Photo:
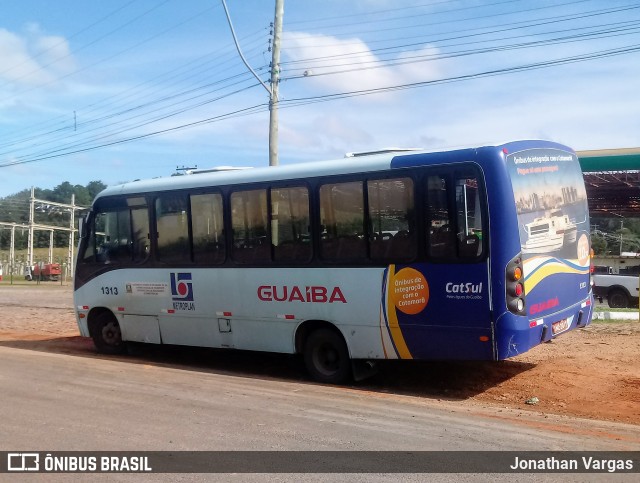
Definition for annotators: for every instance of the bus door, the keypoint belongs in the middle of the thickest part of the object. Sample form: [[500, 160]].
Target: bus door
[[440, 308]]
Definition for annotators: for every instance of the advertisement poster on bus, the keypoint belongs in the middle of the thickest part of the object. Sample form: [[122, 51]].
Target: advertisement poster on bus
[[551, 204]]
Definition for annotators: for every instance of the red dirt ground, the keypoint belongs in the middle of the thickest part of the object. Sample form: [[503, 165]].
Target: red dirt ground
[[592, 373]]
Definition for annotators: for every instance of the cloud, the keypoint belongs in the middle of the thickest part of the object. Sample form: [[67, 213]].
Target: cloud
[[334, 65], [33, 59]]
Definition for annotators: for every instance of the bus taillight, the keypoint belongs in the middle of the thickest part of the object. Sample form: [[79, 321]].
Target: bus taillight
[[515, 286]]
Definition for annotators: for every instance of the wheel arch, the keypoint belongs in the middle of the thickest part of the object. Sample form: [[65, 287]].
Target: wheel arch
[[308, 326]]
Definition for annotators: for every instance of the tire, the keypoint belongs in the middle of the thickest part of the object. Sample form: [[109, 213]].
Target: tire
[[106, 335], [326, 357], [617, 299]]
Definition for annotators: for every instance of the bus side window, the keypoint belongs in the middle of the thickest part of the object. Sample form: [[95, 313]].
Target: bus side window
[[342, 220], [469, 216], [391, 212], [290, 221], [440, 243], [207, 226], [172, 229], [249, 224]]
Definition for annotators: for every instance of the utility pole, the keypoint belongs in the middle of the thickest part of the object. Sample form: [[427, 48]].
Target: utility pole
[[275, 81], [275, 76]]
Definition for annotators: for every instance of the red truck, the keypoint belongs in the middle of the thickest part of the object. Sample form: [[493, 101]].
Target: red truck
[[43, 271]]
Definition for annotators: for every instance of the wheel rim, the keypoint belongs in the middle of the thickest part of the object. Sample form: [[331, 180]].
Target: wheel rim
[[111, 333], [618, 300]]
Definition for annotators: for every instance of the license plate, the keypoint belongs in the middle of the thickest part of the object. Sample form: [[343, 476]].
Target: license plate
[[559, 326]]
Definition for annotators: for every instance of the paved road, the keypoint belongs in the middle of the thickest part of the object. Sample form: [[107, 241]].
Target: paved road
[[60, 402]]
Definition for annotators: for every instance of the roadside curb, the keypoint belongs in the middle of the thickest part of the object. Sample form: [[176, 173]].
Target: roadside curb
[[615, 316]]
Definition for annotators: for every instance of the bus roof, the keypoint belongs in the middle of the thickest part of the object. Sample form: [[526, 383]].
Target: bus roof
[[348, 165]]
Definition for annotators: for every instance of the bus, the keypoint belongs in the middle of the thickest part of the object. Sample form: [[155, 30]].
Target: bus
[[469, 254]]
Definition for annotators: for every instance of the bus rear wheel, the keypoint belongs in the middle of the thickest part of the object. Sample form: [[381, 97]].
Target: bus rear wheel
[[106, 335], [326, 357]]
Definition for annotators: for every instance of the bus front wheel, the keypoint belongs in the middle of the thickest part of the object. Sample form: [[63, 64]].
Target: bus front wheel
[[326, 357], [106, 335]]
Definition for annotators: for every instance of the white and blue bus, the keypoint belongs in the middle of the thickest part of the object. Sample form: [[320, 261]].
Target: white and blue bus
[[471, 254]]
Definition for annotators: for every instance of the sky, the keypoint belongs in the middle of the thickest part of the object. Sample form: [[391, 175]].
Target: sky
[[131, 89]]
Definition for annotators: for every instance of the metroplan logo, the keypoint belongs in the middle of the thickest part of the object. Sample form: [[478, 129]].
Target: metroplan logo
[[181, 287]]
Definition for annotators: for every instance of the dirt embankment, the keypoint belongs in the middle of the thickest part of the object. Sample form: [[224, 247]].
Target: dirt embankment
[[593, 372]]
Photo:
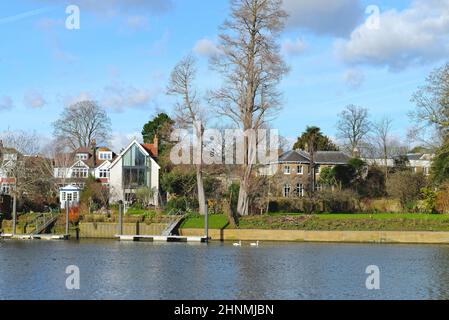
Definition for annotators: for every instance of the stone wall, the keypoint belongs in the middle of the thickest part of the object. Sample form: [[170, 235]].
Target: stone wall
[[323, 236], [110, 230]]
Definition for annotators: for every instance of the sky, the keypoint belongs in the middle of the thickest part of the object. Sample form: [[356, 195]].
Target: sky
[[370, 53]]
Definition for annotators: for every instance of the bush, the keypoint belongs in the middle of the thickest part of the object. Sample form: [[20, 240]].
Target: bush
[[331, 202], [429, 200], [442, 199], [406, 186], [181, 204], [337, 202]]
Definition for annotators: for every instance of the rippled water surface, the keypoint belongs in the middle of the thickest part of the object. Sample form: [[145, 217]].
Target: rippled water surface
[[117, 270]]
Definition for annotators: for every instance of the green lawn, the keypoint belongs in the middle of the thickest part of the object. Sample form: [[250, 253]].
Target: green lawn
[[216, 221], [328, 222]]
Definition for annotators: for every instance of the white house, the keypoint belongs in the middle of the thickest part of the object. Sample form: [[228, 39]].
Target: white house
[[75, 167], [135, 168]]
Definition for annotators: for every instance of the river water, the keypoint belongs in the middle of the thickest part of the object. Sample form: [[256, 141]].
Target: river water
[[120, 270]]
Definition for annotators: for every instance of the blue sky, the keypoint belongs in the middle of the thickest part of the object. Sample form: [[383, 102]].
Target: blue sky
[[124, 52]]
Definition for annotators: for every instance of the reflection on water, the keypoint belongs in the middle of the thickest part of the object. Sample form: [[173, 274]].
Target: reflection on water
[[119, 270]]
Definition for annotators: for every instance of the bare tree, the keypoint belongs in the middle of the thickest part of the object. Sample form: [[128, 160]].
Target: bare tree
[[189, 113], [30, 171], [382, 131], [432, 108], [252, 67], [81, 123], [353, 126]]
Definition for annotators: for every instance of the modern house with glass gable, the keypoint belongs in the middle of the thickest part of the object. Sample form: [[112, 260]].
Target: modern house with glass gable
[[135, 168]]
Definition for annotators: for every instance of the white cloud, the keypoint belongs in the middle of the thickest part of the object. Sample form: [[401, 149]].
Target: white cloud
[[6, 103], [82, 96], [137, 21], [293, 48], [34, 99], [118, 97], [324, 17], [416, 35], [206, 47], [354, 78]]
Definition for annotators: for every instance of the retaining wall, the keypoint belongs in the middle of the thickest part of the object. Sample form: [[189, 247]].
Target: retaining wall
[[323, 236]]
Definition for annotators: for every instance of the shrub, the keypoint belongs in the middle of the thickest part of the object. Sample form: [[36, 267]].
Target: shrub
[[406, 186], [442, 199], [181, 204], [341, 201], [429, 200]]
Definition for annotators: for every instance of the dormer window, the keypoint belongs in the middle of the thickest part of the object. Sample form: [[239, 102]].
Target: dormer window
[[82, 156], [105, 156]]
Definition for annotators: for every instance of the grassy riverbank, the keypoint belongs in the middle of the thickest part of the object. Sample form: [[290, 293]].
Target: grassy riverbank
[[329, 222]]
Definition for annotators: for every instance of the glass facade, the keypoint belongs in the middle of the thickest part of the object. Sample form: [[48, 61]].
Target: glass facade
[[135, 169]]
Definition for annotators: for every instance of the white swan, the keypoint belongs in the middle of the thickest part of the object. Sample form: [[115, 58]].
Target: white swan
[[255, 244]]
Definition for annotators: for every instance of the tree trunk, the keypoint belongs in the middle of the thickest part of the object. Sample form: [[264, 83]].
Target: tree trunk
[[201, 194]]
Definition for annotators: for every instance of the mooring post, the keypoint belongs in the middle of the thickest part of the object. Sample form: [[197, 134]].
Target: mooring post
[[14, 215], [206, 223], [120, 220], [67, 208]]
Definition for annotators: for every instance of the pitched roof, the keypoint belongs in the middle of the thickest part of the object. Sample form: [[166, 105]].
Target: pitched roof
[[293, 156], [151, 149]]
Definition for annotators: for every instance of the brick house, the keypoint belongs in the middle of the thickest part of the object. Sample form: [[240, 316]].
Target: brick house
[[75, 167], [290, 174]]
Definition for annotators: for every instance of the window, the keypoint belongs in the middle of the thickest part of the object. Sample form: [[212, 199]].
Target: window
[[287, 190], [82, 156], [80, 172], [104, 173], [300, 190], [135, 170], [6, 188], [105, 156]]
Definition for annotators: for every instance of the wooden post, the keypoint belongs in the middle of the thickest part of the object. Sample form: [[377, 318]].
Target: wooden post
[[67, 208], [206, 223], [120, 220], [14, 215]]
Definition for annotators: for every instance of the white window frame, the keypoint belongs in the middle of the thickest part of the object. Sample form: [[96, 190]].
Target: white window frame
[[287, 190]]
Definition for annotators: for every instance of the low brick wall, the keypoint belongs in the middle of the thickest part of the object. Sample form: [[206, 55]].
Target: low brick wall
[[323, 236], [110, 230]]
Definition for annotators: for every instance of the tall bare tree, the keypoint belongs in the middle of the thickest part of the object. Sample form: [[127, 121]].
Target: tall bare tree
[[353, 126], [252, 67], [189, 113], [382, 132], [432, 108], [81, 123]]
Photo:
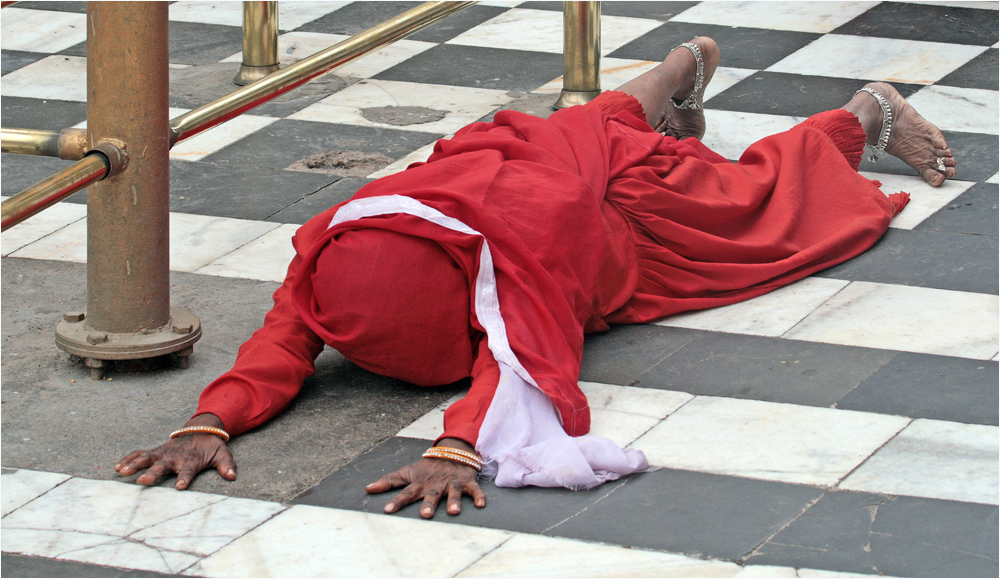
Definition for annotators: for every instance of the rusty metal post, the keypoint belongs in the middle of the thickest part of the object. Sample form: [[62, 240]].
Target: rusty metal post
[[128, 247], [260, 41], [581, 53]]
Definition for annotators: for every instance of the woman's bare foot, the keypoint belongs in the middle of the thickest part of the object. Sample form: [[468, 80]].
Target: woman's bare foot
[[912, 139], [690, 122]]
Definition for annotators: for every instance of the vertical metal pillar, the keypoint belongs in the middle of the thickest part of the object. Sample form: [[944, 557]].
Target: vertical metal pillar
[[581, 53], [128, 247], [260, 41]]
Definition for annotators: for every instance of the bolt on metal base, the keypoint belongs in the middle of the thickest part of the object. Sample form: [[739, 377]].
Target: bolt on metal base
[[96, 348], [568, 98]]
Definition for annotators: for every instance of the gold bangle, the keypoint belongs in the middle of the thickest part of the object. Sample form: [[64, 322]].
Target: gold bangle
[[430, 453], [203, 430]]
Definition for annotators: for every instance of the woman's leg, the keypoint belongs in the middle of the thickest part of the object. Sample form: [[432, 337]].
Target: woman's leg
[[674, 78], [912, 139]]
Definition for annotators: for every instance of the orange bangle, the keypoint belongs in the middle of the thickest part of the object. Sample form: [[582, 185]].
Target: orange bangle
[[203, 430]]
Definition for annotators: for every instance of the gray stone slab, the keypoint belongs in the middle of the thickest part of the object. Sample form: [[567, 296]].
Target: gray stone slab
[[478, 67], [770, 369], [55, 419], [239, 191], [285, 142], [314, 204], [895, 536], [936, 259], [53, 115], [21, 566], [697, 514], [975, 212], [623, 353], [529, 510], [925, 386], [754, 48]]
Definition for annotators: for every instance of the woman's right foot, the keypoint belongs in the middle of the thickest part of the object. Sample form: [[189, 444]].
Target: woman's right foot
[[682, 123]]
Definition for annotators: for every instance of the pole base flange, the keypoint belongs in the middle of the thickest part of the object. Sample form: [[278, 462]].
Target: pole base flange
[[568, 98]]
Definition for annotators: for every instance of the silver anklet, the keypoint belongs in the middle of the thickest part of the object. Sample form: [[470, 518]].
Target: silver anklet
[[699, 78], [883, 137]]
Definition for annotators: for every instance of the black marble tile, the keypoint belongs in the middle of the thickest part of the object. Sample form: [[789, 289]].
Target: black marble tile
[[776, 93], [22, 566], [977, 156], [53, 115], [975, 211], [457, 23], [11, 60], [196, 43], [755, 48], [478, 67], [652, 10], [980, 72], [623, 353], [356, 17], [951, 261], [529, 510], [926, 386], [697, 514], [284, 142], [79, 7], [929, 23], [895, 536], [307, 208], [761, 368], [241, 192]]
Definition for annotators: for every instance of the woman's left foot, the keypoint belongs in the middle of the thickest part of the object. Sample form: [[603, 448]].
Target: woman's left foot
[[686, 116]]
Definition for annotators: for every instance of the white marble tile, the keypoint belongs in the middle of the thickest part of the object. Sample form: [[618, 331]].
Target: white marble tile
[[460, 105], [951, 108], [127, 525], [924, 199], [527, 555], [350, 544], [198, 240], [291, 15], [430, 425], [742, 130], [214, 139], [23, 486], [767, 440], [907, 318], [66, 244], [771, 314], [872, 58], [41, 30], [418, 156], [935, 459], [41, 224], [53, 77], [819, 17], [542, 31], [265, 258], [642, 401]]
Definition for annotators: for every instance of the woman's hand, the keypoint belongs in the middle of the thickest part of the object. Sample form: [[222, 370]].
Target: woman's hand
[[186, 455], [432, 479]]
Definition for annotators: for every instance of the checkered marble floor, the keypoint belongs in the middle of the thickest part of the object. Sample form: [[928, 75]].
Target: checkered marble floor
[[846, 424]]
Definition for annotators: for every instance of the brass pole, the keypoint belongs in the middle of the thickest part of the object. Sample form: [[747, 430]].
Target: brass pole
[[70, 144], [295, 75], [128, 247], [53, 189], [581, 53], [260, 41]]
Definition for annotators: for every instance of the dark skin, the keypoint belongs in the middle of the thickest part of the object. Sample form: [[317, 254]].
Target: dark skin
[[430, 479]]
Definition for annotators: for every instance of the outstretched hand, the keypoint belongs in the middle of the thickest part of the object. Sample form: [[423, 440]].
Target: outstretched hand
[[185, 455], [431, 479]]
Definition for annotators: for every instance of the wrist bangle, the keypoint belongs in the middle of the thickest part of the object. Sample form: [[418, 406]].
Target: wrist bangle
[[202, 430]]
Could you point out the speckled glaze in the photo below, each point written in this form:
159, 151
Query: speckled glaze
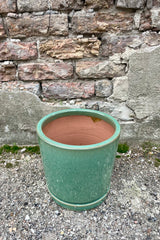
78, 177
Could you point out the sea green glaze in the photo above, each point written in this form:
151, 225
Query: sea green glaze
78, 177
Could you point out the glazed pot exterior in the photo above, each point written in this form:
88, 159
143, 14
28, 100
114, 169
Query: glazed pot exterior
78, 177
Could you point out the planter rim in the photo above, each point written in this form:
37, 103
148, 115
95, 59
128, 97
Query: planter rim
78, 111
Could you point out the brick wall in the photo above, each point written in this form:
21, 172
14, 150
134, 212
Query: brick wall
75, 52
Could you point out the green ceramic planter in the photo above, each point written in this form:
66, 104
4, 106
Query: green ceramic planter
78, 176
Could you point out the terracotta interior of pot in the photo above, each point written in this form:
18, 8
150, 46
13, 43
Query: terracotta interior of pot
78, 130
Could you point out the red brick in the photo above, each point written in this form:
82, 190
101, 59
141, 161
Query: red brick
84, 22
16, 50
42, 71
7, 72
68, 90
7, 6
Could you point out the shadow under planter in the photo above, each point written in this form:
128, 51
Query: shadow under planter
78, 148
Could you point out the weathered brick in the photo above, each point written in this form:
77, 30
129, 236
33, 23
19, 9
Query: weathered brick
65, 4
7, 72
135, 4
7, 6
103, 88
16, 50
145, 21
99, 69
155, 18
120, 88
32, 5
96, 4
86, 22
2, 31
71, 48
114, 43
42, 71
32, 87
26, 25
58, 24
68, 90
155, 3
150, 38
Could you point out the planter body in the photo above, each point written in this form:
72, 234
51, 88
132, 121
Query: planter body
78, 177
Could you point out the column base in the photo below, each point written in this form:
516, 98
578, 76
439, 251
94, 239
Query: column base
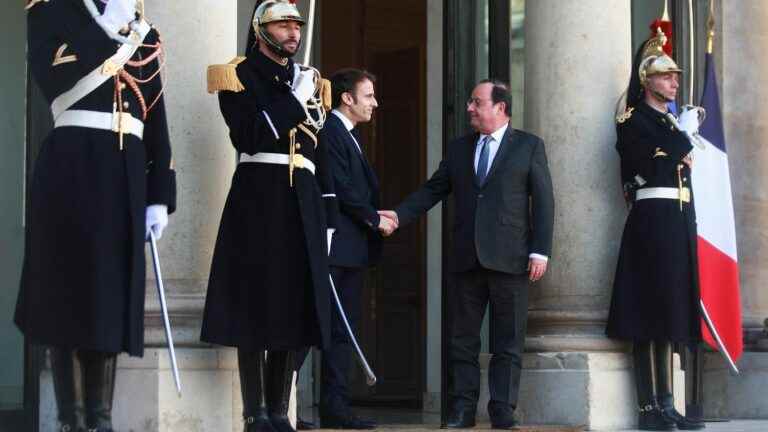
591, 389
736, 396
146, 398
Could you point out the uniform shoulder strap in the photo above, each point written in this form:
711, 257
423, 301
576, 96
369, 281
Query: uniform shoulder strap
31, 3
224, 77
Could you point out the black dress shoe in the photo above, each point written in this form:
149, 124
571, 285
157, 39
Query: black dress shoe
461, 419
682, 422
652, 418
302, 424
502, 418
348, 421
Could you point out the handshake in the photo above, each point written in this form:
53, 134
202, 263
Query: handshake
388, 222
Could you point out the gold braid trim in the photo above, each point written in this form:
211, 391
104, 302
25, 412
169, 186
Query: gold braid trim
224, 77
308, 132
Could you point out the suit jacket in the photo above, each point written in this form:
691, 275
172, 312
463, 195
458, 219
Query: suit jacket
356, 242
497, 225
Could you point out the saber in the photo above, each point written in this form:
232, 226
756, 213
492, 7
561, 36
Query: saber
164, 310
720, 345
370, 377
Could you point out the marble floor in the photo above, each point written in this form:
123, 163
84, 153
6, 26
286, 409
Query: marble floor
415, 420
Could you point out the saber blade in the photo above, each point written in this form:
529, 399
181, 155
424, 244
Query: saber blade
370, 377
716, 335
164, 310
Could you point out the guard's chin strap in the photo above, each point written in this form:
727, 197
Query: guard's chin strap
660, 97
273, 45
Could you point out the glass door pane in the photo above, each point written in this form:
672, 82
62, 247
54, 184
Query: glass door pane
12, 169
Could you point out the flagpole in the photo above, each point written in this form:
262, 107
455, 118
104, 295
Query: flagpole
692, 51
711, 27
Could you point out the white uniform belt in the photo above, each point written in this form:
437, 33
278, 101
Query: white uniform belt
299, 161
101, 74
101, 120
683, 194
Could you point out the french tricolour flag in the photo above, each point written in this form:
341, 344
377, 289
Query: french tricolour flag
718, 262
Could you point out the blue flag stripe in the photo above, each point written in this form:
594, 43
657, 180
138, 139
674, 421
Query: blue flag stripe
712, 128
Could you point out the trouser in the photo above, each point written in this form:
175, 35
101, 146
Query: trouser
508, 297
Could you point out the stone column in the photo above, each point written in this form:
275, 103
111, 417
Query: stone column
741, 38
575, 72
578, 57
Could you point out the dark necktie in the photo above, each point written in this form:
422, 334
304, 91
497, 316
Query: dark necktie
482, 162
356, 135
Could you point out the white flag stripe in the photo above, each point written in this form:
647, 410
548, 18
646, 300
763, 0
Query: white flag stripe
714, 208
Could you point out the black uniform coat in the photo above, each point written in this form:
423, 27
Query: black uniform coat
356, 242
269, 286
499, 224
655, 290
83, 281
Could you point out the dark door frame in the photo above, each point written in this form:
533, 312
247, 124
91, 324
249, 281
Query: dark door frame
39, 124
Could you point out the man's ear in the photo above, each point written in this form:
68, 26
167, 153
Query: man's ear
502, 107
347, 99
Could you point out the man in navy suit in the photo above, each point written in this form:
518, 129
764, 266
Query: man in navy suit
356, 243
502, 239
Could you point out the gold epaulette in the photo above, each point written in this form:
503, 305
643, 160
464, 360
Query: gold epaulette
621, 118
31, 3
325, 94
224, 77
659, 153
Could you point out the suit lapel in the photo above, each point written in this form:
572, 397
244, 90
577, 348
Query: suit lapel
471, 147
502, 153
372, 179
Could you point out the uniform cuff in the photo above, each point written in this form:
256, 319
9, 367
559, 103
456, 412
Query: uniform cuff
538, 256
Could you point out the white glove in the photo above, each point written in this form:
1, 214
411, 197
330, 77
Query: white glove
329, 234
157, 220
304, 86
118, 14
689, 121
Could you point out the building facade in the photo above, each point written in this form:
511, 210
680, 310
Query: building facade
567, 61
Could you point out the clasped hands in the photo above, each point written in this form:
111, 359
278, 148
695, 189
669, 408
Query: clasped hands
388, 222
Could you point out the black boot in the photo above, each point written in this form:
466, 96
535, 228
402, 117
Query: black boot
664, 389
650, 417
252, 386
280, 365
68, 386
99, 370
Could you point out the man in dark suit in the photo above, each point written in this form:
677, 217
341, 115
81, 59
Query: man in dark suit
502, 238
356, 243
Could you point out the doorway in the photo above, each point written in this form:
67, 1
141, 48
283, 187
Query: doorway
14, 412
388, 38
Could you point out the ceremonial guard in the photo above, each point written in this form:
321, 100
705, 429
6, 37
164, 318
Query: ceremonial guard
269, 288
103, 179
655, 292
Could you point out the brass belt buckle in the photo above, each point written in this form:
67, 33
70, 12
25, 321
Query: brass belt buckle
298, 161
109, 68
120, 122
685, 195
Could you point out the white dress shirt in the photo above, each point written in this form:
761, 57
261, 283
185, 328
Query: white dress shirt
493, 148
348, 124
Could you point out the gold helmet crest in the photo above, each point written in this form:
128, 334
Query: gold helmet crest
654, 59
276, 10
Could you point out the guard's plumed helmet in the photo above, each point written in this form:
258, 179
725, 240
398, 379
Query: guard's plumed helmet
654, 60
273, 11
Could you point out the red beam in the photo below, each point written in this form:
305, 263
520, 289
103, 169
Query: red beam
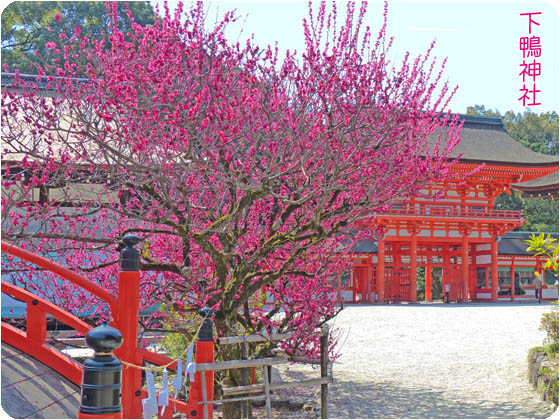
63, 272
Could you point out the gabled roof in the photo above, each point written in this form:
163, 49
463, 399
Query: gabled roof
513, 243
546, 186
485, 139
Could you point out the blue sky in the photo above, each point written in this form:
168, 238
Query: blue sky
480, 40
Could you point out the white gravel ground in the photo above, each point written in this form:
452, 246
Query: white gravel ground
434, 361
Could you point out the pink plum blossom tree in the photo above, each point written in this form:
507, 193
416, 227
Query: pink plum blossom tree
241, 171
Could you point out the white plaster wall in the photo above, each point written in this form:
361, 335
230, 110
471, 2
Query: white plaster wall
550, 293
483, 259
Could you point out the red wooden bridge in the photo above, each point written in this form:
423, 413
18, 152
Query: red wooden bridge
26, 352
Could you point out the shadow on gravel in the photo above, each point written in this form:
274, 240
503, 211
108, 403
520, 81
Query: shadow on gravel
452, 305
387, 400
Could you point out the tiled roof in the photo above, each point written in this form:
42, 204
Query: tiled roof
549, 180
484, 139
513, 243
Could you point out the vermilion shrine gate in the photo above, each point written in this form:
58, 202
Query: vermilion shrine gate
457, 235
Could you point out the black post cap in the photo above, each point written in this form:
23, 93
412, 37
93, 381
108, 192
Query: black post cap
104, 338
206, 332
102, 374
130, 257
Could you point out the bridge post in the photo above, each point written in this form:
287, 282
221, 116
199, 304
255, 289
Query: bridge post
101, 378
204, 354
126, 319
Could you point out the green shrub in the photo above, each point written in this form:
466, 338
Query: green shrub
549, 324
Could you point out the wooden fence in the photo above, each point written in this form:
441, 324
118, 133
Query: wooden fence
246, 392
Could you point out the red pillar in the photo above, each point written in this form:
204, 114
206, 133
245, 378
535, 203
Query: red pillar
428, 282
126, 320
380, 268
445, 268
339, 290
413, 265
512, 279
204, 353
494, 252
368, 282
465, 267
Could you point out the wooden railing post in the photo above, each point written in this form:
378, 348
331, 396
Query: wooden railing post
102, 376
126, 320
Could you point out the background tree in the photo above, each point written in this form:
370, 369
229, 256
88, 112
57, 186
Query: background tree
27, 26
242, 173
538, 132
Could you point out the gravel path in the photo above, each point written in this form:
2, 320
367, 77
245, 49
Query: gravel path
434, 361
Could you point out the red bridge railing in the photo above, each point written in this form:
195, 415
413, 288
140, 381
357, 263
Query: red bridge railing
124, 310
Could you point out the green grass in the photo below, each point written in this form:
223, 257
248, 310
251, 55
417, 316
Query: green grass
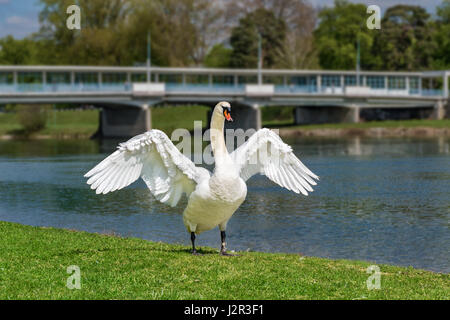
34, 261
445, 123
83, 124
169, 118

(WRITTEN INSTRUCTION) Please retype the entries above word for word, but only from the line containing "Could you point out the green shrub" through the last line, and without the pictures.

(SOLUTION)
Could you point out the green shrub in the photo above, each point written in this form:
466, 338
Query: green shrub
549, 324
Could you point out the wooden fence in the photo above, each point written in this form:
441, 324
118, 133
Query: wooden fence
246, 392
Could you point out the red pillar in the photo above, each point written in this form:
204, 114
206, 133
245, 378
535, 203
Query: red pillar
428, 282
126, 320
380, 268
445, 268
339, 290
413, 265
512, 279
204, 353
494, 252
368, 282
465, 267
Could you point out the wooden railing post in the photo above, each point written in this form:
378, 348
331, 396
Query: wooden railing post
102, 376
126, 320
Could you point out the background tree in the photo above, each point written in this form:
370, 369
229, 256
88, 112
57, 186
Query: background tree
27, 26
242, 173
538, 132
Could you point out the gravel path in the photo above, each point written in this form:
2, 320
367, 77
245, 49
Query: gravel path
434, 361
Could you point out the red bridge railing in the photo above, each point written in this form:
195, 415
413, 288
140, 381
357, 263
Query: red bridge railing
124, 310
Could you point out the green grass in the photo below, each point written in this form:
223, 257
248, 310
251, 55
417, 316
Query: green grass
34, 261
445, 123
83, 124
169, 118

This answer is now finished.